THE PROBLEM: Can you copy out every one of the items below word for word, leaving the pictures out?

(Rows from a pointing dataset)
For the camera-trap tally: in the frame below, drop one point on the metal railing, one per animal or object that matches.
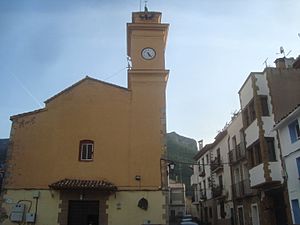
(217, 191)
(242, 189)
(216, 164)
(237, 154)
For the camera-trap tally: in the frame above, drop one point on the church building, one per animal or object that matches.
(93, 155)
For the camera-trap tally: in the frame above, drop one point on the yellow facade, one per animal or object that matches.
(126, 125)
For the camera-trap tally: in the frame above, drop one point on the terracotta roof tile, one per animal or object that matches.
(75, 184)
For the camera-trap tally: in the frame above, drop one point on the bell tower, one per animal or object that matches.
(146, 43)
(147, 79)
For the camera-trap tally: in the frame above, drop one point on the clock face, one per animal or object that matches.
(148, 53)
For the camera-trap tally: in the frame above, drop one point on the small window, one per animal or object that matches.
(210, 212)
(294, 131)
(271, 149)
(264, 105)
(86, 150)
(298, 166)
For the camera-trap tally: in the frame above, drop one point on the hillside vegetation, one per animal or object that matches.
(181, 149)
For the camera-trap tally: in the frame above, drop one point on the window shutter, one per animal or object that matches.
(292, 129)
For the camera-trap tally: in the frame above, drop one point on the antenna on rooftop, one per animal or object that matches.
(266, 62)
(282, 52)
(145, 7)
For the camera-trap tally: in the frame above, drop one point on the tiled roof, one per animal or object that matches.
(75, 184)
(79, 82)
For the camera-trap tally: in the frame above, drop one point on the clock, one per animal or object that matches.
(148, 53)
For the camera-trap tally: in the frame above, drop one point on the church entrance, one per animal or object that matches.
(83, 212)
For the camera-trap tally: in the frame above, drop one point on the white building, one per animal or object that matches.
(289, 135)
(212, 180)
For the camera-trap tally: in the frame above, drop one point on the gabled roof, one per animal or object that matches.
(287, 116)
(66, 90)
(81, 81)
(207, 147)
(27, 113)
(76, 184)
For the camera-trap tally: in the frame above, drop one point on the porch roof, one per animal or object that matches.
(76, 184)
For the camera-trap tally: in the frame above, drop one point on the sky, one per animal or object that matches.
(213, 45)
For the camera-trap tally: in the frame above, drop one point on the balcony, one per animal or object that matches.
(258, 175)
(201, 171)
(238, 154)
(194, 179)
(241, 189)
(216, 164)
(217, 191)
(202, 195)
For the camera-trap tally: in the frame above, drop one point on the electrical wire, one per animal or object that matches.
(116, 73)
(194, 163)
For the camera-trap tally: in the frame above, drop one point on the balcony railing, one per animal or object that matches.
(242, 189)
(217, 191)
(201, 171)
(216, 164)
(198, 195)
(235, 155)
(202, 195)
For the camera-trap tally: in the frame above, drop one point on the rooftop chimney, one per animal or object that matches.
(284, 63)
(200, 144)
(296, 64)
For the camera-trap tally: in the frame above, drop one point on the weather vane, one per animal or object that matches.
(145, 6)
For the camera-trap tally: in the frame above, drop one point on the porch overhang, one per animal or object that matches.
(77, 184)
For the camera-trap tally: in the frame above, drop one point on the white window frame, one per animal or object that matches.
(238, 207)
(255, 204)
(87, 152)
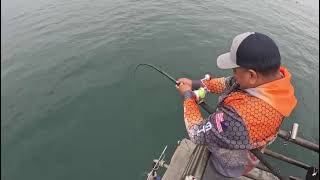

RESULT OF THE EXERCISE:
For the camera-trap tally: in the frame below, drop one point on the metal railing, one per animal or object that matches.
(217, 191)
(242, 189)
(216, 164)
(237, 154)
For the camera-trap tally: in the frame above, drop one point on the church building, one per animal or object that matches.
(93, 155)
For the camera-trap tally: in the frame above, drop one point on the yellow facade, one per animal or object that matches.
(126, 125)
For the camera-trap tally: in the frame above, drop one point on the terracotta roof tile, one per animal or object that matches.
(75, 184)
For the camera-trap tally: in the frame above, drop one point on the bell tower, one per animal or object that matches.
(146, 43)
(147, 79)
For the camera-trap tally: in the frame above, drop one point on the clock face, one per animal or object that matches.
(148, 53)
For the camera-trap tally: in the frame above, drop one point on the small window, one per animal or object that matches.
(210, 212)
(294, 131)
(271, 149)
(264, 105)
(86, 150)
(298, 166)
For the camera-trap tally: in the frame above, drop one point on the hillside vegetation, one per animal or object that matches.
(181, 149)
For the camera-trap tally: in the frame above, drop one point on the window shutter, one per animal or object that matches.
(292, 129)
For the camera-trap tally: in the frame above, drop one point on the antenna on rooftop, one per animal or object that matches.
(266, 62)
(282, 52)
(145, 7)
For the camera-trap tally: in the frame above, drop one point on the tiled roof, one per animal or object that matches.
(75, 184)
(79, 82)
For the camera-trap tally: in the frame above, drop one point on the clock, one per animal or object that matches.
(148, 53)
For the camera-trap tally: in the frame above, drop one point on the church entrance, one per animal or object that matches.
(83, 212)
For the camera-trap tally: in the frame above, drop one point on the white building, one per animal or object that matches.
(289, 135)
(212, 180)
For the camera-trap tally: in the frame above, drop one point on the gabled roof, one per animal or object that matches.
(287, 116)
(66, 90)
(81, 81)
(207, 147)
(27, 113)
(76, 184)
For the camera-trap tally: in the frame above, drop one point on the porch roof, one per animal or object that matches.
(76, 184)
For the camera-trap tally: in the frame above, drop one point on the sky, one per animal or object that matches.
(213, 45)
For the camera-trap tally: in the frame above, drop one point on the balcony, one per animal or object that matches.
(258, 175)
(201, 171)
(238, 154)
(194, 179)
(241, 189)
(216, 164)
(217, 191)
(202, 195)
For the camera-trap tally: in the frame above, drop one point on the electrical wire, one per animal or object that matches.
(116, 73)
(194, 163)
For the camera-trap tally: in the frame above, drop one point on the balcony railing, one per animal or object that matches.
(242, 189)
(217, 191)
(201, 171)
(216, 164)
(198, 195)
(235, 155)
(202, 195)
For the camera-trap tally: in the frame above, drop one point on the rooftop chimney, one per animal or object that matches.
(284, 63)
(200, 144)
(296, 64)
For the camera-trap tally: in the frame above, drop one point on the weather vane, one per animal or object that matches.
(145, 6)
For the camera-trap tally: in the frame above, drop one point on the porch overhang, one per animal or object that matches.
(77, 184)
For the camera-trap tally: in the frame above, drop one point on the white window frame, one per animal or object that matches.
(238, 207)
(255, 204)
(87, 152)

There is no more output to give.